- [Goal of the exercise] Reproduce word for word the passage of the LanceDB notebook that begins at the words "This notebook supports" and stops after the words "- [LanceDB Documentation](https://lancedb.github.io/lancedb/)".

─── Document excerpt ───

# Vector Databases and Document Processing with LanceDB

This notebook supports both local and Google Colab environments for document processing and vector storage.

## References
- [LanceDB Documentation](https://lancedb.github.io/lancedb/)
- [Sentence Transformers](https://www.sbert.net/)
- [Google Drive Integration](https://developers.google.com/drive/api/quickstart/python)

In [1]:
# Install required packages
!pip install -q sentence-transformers lancedb pandas numpy

In [2]:
import os
import numpy as np
import pandas as pd
from sentence_transformers import SentenceTransformer
import lancedb
import textwrap
from pathlib import Path
from typing import List, Optional, Dict
import json

# Check if running in Colab
IN_COLAB = 'google.colab' in str(get_ipython())

if IN_COLAB:
    from google.colab import drive

  from tqdm.autonotebook import tqdm, trange


## 1. Environment Setup

Choose between local and Colab environments for storage and document processing.

In [3]:
class Config:
    def __init__(self, use_drive: bool = False):
        self.use_drive = use_drive
        
        # Set up paths based on environment
        if use_drive and IN_COLAB:
            print("Mounting Google Drive...")
            drive.mount('/content/drive')
            self.base_path = Path('/content/drive/MyDrive/vector_db')
            self.docs_path = self.base_path / 'documents'
            self.db_path = self.base_path / 'db'
        else:
            self.base_path = Path('vector_store')

─── Information given ───

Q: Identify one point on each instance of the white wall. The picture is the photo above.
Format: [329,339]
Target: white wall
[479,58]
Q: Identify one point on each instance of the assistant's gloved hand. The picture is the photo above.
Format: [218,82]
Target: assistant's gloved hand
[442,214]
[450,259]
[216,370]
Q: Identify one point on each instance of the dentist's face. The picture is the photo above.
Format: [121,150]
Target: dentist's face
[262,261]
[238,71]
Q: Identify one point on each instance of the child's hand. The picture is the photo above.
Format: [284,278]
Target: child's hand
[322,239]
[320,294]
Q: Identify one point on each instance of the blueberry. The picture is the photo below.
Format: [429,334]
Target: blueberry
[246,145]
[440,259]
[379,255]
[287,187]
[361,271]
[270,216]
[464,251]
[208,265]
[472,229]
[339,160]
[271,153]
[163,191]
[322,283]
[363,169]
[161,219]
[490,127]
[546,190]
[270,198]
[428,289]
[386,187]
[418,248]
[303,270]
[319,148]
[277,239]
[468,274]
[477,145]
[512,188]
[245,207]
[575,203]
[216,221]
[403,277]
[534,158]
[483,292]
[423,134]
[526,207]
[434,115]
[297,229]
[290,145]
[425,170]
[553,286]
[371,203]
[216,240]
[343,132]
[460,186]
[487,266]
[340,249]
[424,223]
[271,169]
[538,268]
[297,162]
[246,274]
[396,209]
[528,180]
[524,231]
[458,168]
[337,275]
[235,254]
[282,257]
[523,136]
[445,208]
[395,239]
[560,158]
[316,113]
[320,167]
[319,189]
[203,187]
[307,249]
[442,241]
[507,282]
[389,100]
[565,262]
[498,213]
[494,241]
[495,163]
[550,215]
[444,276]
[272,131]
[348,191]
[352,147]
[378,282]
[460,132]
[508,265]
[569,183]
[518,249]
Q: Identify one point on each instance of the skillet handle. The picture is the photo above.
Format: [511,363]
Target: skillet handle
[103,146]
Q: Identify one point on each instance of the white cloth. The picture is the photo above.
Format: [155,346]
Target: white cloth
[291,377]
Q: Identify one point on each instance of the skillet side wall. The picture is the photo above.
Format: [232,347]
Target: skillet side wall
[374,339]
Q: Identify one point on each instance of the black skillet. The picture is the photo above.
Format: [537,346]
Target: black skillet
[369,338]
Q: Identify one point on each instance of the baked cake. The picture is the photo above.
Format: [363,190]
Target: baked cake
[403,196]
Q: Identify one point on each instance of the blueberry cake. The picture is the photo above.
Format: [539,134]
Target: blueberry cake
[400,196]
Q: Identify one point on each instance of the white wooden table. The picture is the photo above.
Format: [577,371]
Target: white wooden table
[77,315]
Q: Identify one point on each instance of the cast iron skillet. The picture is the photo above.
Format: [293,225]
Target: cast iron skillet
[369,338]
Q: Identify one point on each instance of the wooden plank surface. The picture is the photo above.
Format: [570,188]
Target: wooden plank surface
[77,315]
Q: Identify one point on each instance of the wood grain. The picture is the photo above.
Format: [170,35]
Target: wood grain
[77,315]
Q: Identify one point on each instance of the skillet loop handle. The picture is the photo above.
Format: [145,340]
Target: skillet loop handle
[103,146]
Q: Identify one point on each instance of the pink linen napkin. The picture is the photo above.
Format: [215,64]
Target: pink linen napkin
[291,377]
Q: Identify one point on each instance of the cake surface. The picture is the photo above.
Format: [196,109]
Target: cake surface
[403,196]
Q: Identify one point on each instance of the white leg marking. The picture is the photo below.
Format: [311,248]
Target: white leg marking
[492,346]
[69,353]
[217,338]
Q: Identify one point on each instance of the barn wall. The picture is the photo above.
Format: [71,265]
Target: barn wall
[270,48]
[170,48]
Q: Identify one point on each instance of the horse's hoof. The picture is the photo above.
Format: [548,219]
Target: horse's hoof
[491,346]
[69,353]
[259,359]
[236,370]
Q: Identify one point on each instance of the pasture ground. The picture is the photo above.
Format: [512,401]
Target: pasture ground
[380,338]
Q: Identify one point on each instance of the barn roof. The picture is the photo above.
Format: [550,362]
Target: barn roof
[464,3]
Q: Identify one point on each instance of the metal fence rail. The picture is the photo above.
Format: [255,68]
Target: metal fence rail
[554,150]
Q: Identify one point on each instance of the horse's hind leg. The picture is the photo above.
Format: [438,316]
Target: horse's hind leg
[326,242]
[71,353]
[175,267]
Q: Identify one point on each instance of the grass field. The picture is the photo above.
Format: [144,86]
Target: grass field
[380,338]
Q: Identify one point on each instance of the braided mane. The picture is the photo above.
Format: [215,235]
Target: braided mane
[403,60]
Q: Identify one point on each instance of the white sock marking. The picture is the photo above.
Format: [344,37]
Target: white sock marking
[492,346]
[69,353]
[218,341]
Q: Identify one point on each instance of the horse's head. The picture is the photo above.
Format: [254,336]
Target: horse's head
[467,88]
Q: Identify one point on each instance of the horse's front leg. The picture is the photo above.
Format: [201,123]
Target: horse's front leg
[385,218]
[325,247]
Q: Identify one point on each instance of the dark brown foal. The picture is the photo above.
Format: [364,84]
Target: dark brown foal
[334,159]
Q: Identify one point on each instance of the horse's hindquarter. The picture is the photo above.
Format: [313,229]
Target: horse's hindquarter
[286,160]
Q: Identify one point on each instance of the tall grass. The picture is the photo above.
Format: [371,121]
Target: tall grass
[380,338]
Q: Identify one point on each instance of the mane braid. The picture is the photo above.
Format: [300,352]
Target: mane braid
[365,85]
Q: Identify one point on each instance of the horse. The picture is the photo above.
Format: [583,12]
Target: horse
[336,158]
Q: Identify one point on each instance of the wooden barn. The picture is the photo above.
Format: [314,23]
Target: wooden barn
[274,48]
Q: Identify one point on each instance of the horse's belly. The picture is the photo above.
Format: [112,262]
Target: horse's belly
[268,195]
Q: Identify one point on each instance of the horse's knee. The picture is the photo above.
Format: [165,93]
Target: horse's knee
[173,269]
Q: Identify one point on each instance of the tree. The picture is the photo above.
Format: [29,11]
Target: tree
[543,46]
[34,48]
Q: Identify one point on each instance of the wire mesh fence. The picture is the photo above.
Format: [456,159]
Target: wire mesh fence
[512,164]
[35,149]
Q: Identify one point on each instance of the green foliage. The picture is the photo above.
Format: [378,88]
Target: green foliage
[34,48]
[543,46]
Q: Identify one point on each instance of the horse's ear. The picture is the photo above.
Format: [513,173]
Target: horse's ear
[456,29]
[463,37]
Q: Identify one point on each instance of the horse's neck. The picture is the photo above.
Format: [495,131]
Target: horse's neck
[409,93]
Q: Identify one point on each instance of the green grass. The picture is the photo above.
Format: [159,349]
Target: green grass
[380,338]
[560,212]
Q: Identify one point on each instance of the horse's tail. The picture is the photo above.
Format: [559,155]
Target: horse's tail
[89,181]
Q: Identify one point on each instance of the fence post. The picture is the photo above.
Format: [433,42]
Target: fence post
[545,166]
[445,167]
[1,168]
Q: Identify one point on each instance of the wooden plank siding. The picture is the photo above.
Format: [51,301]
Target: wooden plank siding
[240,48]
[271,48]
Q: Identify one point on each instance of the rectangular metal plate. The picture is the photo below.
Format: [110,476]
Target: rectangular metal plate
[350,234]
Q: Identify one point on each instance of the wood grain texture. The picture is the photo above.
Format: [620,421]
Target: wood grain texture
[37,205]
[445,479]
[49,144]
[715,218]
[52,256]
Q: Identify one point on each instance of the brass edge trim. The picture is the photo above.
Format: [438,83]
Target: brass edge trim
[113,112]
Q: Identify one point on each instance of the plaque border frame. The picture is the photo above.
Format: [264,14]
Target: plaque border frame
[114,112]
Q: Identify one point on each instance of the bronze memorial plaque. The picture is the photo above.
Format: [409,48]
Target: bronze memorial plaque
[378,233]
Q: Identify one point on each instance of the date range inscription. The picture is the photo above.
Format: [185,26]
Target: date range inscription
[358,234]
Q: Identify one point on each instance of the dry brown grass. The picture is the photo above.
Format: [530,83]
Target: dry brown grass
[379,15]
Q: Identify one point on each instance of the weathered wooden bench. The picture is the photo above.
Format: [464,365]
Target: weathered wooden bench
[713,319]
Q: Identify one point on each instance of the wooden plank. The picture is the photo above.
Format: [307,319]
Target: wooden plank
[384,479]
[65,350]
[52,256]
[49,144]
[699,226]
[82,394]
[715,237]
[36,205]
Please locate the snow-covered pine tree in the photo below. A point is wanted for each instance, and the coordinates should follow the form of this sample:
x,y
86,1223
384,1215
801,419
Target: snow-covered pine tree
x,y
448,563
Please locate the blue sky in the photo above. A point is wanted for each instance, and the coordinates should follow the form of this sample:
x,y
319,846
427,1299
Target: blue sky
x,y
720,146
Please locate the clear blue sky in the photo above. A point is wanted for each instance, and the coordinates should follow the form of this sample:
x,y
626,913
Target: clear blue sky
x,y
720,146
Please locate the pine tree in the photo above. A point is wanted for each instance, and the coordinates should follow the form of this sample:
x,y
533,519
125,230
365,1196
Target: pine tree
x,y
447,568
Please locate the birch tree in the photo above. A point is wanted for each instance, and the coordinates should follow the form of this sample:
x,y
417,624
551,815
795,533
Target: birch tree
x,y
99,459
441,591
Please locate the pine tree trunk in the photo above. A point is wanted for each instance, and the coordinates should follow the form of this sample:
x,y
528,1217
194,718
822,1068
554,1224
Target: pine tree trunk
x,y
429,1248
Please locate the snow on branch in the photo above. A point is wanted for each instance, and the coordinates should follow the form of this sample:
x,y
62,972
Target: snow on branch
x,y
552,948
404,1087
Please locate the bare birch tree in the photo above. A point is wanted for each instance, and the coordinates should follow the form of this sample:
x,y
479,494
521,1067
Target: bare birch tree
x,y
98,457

───

- [The reply]
This notebook supports both local and Google Colab environments for document processing and vector storage.

## References
- [LanceDB Documentation](https://lancedb.github.io/lancedb/)